Given entries:
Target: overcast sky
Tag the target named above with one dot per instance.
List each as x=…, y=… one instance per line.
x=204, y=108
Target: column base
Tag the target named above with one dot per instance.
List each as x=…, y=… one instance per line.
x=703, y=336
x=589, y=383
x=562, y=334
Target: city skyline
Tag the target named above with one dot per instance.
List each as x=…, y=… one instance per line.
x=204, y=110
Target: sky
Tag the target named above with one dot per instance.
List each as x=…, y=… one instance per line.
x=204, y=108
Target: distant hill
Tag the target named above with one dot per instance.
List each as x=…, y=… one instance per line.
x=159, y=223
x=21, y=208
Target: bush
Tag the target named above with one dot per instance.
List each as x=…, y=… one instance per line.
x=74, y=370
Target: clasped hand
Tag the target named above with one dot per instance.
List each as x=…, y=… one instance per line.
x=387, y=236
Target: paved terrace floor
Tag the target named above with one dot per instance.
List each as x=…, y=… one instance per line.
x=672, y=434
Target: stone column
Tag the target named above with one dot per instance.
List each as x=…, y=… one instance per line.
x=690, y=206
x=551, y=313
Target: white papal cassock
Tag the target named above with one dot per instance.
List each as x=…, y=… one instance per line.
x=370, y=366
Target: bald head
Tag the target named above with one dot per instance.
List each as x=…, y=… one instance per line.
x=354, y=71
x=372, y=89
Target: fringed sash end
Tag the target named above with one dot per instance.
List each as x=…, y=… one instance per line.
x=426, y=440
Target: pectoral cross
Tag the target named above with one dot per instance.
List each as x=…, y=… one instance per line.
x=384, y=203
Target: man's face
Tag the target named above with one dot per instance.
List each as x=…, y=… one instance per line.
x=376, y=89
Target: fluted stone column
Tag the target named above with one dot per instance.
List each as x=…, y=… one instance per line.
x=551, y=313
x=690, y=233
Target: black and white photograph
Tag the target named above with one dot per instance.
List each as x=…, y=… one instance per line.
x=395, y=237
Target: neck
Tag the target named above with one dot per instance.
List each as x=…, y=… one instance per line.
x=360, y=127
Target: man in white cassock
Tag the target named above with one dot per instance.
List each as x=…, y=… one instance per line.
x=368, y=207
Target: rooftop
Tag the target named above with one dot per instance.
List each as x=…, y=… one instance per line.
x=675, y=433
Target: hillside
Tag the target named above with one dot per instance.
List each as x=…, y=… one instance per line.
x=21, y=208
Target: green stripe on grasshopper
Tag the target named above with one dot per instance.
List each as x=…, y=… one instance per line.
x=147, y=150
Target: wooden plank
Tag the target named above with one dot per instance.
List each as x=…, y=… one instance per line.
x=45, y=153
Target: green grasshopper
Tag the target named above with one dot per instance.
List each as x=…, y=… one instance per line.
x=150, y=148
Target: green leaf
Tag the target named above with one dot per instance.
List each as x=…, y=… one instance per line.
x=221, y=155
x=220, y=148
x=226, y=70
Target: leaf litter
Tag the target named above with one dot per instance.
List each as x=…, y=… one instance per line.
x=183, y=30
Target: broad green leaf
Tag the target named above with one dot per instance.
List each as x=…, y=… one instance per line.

Description of the task: With the line containing "Target: broad green leaf" as the start, transcribe each line through the end of the listing above, exactly and only.

Exercise output:
Target: broad green leaf
Tag the target named above with one dot per instance.
List each as x=…, y=… one instance per line.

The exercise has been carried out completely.